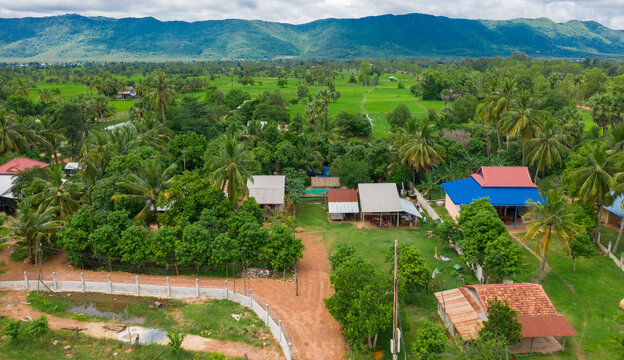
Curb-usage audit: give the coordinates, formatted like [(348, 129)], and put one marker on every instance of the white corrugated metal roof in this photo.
[(267, 189), (409, 208), (376, 198), (6, 183), (343, 207)]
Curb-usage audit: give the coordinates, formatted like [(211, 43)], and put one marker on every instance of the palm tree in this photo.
[(148, 186), (11, 134), (594, 179), (44, 95), (62, 195), (417, 145), (577, 81), (547, 147), (522, 119), (161, 91), (548, 218), (231, 167), (31, 227)]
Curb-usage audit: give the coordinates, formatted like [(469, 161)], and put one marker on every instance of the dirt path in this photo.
[(12, 306), (313, 332)]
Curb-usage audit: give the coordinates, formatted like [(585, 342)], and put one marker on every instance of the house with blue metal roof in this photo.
[(507, 187)]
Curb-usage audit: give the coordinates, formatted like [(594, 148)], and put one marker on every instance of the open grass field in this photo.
[(89, 348), (588, 298), (211, 319)]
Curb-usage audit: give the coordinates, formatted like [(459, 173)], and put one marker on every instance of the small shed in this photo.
[(268, 190), (464, 310), (380, 199), (324, 182), (342, 204)]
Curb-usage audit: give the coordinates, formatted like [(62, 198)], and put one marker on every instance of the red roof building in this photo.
[(463, 311), (18, 165)]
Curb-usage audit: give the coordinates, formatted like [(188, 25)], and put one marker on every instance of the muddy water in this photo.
[(107, 306)]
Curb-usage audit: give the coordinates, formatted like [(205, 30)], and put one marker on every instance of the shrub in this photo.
[(176, 337)]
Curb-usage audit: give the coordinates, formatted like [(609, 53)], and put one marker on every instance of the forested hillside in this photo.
[(75, 37)]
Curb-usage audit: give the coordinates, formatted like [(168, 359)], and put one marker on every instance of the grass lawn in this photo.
[(588, 298), (211, 319), (89, 348)]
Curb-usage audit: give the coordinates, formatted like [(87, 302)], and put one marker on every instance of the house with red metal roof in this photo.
[(464, 310), (342, 204), (508, 189), (7, 174)]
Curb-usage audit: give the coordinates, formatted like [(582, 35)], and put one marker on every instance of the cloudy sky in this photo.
[(607, 12)]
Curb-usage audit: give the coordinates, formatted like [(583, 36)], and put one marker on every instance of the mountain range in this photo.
[(80, 38)]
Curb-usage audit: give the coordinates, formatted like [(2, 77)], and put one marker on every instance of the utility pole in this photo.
[(395, 306)]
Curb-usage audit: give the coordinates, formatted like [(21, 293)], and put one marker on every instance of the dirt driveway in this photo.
[(313, 332)]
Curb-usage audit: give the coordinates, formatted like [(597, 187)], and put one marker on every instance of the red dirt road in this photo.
[(313, 332)]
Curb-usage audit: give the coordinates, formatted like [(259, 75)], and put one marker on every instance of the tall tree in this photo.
[(231, 167), (148, 186), (547, 218), (547, 147), (522, 119), (594, 179), (31, 227), (418, 145), (57, 192)]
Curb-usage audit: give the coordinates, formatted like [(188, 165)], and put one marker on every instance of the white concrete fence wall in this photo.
[(166, 291)]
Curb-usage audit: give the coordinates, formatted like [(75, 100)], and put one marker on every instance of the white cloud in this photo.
[(608, 12)]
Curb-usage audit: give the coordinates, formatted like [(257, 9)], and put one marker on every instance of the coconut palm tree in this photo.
[(11, 134), (31, 227), (44, 95), (161, 91), (57, 193), (522, 119), (547, 219), (148, 186), (417, 144), (231, 167), (594, 179), (547, 147)]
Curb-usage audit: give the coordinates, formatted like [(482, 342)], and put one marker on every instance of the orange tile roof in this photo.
[(504, 176), (467, 306), (526, 299), (462, 314)]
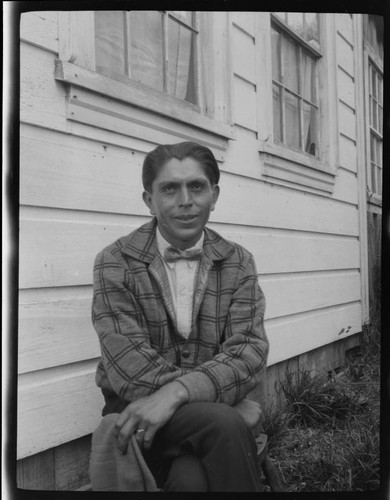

▶ _Exercise directions_:
Print all data above verbatim, except pictures.

▶ _Final answer_:
Curb-usage audit: give the coordinates, formatted like [(348, 129)], and put one marker on every instance of the white corrugated metal roof in this photo.
[(267, 189), (409, 208), (376, 198), (6, 183), (343, 207)]
Curb-usage audit: give the coordinates, formatted like [(211, 43)], and put one marker on every instance of the palm tree in this photo.
[(148, 186), (11, 134), (594, 179), (44, 95), (62, 195), (417, 145), (577, 81), (547, 147), (522, 119), (161, 91), (548, 218), (231, 167), (31, 227)]
Curb-usage audit: give the coordinates, formatted like [(469, 161)], and put one marker on every instance of the dirt path in this photo.
[(12, 306), (313, 332)]
Curb-usage audit: give the coordinates, formatted like [(585, 342)], and put one marker on every instance of the house with blue metal roof in this photo.
[(507, 187)]
Curb-usage audit: give the coordinates, formatted like [(594, 148)], and put one marker on every instance of the open grass field in this photo.
[(89, 348), (588, 298), (211, 319)]
Curb-usage audit: give the coordinates, formatted like [(459, 173)], and put one marker on every instance of the small shed in this photo.
[(268, 190), (464, 310), (380, 199), (324, 182), (342, 204)]
Curb-usage audit: give the coordinates, formatted like [(62, 198)], and put one marker on every instance of the red roof building in this photo.
[(463, 311), (18, 165)]
Curb-usage audit: give the coordinates, formatted like [(188, 25)], and put one marker on every instance of the muddy water in this photo.
[(107, 306)]
Curb-usage audit: give the coordinates, formatted like [(205, 30)], and put one marker on every instance of the shrub in this photo.
[(176, 337)]
Curb-usage audit: give the coordinates, formatted like [(609, 53)], and put one marker on every instance of the forested hillside in this photo.
[(75, 37)]
Curb-usage audit: give the coordinates, formatted like [(168, 359)], and put one marker on every instance of the grass lawn in this photo.
[(588, 298), (211, 319), (89, 348)]
Curb-usage audit: give the coordinates, formatted like [(87, 302)], and put one marker on every instance of the house with red metal roof in this photo.
[(464, 310), (342, 204), (508, 189), (7, 174)]
Curb-usage audit: give the coordinates, formatted like [(582, 35)], and put one marker on every instance of the cloudy sky in this photo.
[(607, 12)]
Curb-usage audit: give the coordinates, formatted like [(583, 36)], and put one marker on every instance of the mountain range in this photo.
[(80, 38)]
Curb-usage audit: give the coordinates, formatted like [(2, 77)], and put one marker on every instance of the utility pole in this photo.
[(395, 306)]
Curb-usage audit: give the coordinates, formatted like [(21, 293)], and put one marker on every instance of the dirt driveway in this photo.
[(313, 332)]
Curb-usage audit: give the coordinates, formatted like [(597, 187)], and put one marker on every instance of the red dirt road in this photo.
[(313, 332)]
Curb-usage audit: give the coordinates, formatted like [(259, 75)], and put one marker on every instance of the tall tree in this photo.
[(231, 167), (148, 186), (547, 218), (547, 147), (522, 119), (594, 179), (31, 227), (418, 145), (57, 192)]
Curb-usage audit: give the coordinates, formatted like [(188, 165)], and put one marker on every instance of the white concrete fence wall in this photo.
[(166, 291)]
Curb-usage audit: give the coordinates, formatted like [(75, 100)], and put one marker on every instance of the white cloud in this photo.
[(608, 12)]
Curb-usage audit: give the coordinates, formatted like [(257, 9)], and put one marker on every instance of the coconut palm tree in this photo.
[(11, 134), (31, 227), (44, 95), (161, 91), (57, 193), (522, 119), (547, 219), (148, 186), (417, 144), (231, 167), (594, 179), (547, 147)]
Curb-usage audit: give the coordinates, formatted like [(482, 342)], and put one marker on every instance of the orange tile roof in this photo.
[(504, 176), (467, 306), (526, 299), (462, 314)]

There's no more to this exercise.